→ Stated goal:
Rewrite the lines below as a numbered list, skipping any blank lines.

——————

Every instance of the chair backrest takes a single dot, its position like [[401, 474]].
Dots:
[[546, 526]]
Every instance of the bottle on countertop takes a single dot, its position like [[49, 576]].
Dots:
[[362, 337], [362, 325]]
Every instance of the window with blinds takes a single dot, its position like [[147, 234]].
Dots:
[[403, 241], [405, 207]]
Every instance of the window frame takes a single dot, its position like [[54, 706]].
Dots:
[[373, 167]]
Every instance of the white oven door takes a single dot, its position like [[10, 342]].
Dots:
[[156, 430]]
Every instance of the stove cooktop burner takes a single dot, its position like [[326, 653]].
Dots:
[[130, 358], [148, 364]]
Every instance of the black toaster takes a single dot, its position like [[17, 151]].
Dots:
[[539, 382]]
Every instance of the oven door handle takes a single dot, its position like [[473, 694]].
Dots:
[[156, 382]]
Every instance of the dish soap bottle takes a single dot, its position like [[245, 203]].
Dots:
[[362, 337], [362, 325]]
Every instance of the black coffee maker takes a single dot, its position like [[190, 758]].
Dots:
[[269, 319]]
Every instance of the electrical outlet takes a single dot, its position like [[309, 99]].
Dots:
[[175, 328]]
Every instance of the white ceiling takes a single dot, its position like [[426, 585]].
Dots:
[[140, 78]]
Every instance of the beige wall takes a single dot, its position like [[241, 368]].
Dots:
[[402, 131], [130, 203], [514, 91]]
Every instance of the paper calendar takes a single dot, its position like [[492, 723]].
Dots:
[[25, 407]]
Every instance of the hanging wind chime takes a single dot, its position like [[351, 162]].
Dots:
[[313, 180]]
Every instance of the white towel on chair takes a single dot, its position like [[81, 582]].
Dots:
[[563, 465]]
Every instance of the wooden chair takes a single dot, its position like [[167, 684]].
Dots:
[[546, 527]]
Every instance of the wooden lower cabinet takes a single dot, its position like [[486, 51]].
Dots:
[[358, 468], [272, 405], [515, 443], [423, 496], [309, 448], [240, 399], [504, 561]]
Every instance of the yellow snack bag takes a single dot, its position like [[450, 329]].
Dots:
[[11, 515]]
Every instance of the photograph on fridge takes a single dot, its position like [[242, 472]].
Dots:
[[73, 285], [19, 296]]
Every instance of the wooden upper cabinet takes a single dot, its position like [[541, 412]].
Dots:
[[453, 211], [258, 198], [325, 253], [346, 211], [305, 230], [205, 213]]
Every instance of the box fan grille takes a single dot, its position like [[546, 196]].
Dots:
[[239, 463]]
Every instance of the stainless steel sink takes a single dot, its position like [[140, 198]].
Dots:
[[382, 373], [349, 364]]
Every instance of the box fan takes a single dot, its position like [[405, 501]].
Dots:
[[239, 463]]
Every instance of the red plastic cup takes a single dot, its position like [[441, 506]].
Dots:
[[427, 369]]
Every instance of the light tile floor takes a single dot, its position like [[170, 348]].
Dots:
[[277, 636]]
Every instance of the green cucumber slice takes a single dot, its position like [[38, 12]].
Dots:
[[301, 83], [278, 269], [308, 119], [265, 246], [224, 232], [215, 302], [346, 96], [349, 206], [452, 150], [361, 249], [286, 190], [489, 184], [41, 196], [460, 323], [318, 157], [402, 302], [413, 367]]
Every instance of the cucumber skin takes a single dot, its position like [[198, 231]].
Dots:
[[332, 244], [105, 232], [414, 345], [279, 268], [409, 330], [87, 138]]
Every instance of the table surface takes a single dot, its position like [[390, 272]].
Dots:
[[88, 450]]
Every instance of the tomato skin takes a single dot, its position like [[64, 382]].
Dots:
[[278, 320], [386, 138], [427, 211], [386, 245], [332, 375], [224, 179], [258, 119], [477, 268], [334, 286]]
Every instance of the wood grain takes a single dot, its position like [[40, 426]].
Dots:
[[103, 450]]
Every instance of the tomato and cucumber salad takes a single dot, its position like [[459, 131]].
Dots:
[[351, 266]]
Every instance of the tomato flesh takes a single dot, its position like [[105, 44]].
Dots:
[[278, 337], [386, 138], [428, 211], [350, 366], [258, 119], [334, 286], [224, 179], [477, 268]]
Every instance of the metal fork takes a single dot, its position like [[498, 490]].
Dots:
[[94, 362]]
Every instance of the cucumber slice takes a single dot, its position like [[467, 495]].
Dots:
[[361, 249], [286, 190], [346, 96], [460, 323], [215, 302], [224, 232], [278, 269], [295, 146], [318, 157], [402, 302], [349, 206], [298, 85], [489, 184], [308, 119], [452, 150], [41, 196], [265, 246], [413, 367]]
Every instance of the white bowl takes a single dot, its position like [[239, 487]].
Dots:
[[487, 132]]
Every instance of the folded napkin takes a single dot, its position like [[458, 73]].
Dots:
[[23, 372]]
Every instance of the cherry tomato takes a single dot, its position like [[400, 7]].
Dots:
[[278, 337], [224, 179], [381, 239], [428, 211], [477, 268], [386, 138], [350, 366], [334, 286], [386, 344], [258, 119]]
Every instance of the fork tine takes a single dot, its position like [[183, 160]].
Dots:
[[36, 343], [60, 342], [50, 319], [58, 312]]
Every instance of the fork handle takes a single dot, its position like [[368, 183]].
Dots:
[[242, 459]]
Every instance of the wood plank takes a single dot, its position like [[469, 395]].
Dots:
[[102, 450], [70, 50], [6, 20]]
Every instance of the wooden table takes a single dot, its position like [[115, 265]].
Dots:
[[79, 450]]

——————

→ Reply:
1. Every instance of the chair backrest takes a single dot, its position like [[401, 474]].
2. Dots:
3. [[546, 526]]
4. Every instance of the bottle on countertop takes a single dot, its position like [[49, 576]].
5. Dots:
6. [[362, 337], [362, 325]]
7. Every instance of the window with blinds takes a single dot, its position like [[147, 234]].
8. Dots:
9. [[403, 241], [405, 207]]
10. Every instance of the window frame takes a single dot, its position like [[54, 706]].
11. Dots:
12. [[373, 167]]
13. Every instance of the white oven door takes a single dot, its position like [[10, 342]].
14. Dots:
15. [[156, 430]]
16. Every instance of the stove cooktop burner takes a single dot, its position like [[326, 653]].
17. Dots:
18. [[130, 358], [148, 364]]
19. Every instance of the black toaster takes a single dot, its position like [[17, 151]].
20. Dots:
21. [[539, 382]]
22. Every instance of the oven door handle takes a single dot, its position like [[473, 694]].
23. Dots:
24. [[156, 382]]
25. Every instance of the dish soap bottle takes a single dot, its position like [[245, 203]].
26. Dots:
27. [[362, 337], [362, 325]]
28. Every instance of the black coffee maker takes a single dot, its position like [[190, 758]].
29. Dots:
30. [[269, 319]]
31. Every instance of the electrical outlet takes a single dot, its position like [[309, 99]].
32. Dots:
33. [[175, 328]]
34. Every instance of the white ceiling takes a single dot, its position like [[426, 585]].
35. Dots:
36. [[140, 78]]
37. Every instance of the beige wall takes a single dot, its position like [[241, 368]].
38. Dots:
39. [[402, 131], [130, 203], [514, 91]]
40. Every instance of the paper calendar takes a single dot, its position like [[492, 723]].
41. Dots:
42. [[25, 407]]
43. Every instance of the hanging wind chime takes a single dot, its position like [[351, 162]].
44. Dots:
45. [[313, 180]]
46. Every instance of the white towel on chair takes a single dot, its position like [[81, 582]].
47. Dots:
48. [[563, 465]]
49. Every instance of the wooden chair takes a single dot, its position like [[167, 684]].
50. Dots:
51. [[546, 527]]
52. Every instance of the wooden lower cabinet takes a single dot, its position like [[486, 51]].
53. Dots:
54. [[358, 468], [272, 405], [515, 443], [423, 496], [309, 448], [240, 399], [504, 561]]
55. Every instance of the yellow snack bag takes a single dot, its position like [[450, 329]].
56. Dots:
57. [[11, 515]]
58. Every instance of the photograph on fridge takes a single dot, its position like [[242, 472]].
59. Dots:
60. [[73, 285], [19, 296]]
61. Every instance of the wooden upper cabinet takes a single dot, its position like [[541, 412]].
62. Dots:
63. [[453, 211], [258, 198], [325, 253], [346, 211], [305, 230], [205, 213]]
64. Every instance of the box fan grille takes a single dot, its position like [[546, 196]].
65. Dots:
66. [[239, 463]]
67. Every instance of the stainless steel sink takes a single dot, its position like [[140, 198]].
68. Dots:
69. [[382, 373], [349, 364]]
70. Every instance of the box fan takes a single dot, its position like [[405, 501]].
71. Dots:
72. [[239, 463]]
73. Every instance of the red plastic cup takes a single dot, its position like [[441, 506]].
74. Dots:
75. [[427, 369]]
76. Every instance of the light tile floor takes a single dot, its position like [[170, 348]].
77. Dots:
78. [[277, 636]]
79. Every instance of the green cucumber slice takes a single dot, its position like [[38, 12]].
80. Dots:
81. [[301, 83], [278, 269], [308, 119], [265, 246], [224, 232], [215, 302], [346, 96], [349, 206], [452, 150], [361, 249], [286, 190], [489, 184], [41, 196], [460, 323], [318, 157], [402, 302], [413, 367]]
82. Every instance of the cucumber skin takes a single dot, its position like [[198, 231]].
83. Dots:
84. [[332, 244], [105, 232], [414, 345], [279, 268], [409, 330], [87, 138]]
85. Every instance of the table surface takes a single dot, its position like [[390, 272]].
86. Dots:
87. [[88, 450]]
88. Every instance of the tomato skin takes a single dot, its position like [[64, 382]].
89. Dots:
90. [[278, 320], [386, 138], [427, 211], [386, 245], [332, 375], [224, 179], [258, 119], [477, 268], [334, 286]]
91. Every instance of the wood grain takes a single dot, its position like [[40, 426]].
92. Dots:
93. [[103, 450]]
94. Every instance of the tomato and cucumber salad takes a single dot, its position like [[459, 131]].
95. Dots:
96. [[351, 266]]
97. Every instance of the tomato flesh takes a single dot, its position like [[105, 44]].
98. Dots:
99. [[278, 337], [386, 138], [428, 211], [350, 366], [258, 119], [334, 286], [224, 179], [477, 268]]
100. Every instance of the metal fork takes a single dot, its position like [[498, 490]].
101. Dots:
102. [[94, 362]]
103. Every instance of the cucumber slice takes a single dot, its position like [[467, 495]].
104. Dots:
105. [[361, 249], [286, 190], [346, 96], [460, 323], [215, 302], [224, 232], [278, 269], [295, 146], [318, 157], [402, 302], [349, 206], [298, 85], [489, 184], [308, 119], [452, 150], [41, 196], [265, 246], [413, 367]]
106. Every instance of the white bowl takes a single dot, its position like [[239, 487]].
107. Dots:
108. [[487, 132]]
109. Every instance of the folded napkin takes a single dot, its position like [[458, 73]].
110. Dots:
111. [[23, 372]]
112. Every instance of the cherry tomato takes a single dot, its position like [[400, 7]].
113. Dots:
114. [[278, 337], [224, 179], [381, 239], [428, 211], [477, 268], [386, 138], [350, 366], [334, 286], [386, 344], [258, 119]]
115. Every instance of the fork tine takes a single dot, its position like [[183, 160]].
116. Dots:
117. [[36, 343], [60, 342], [50, 319], [58, 312]]
118. Every instance of the fork handle takes a single dot, its position like [[368, 183]].
119. Dots:
120. [[242, 459]]
121. Every instance of the wood plank takes a single dot, its position like [[469, 395]].
122. Dots:
123. [[102, 450], [70, 50], [6, 20]]
124. Every instance of the wooden table takes a single dot, its position like [[115, 265]].
125. Dots:
126. [[79, 450]]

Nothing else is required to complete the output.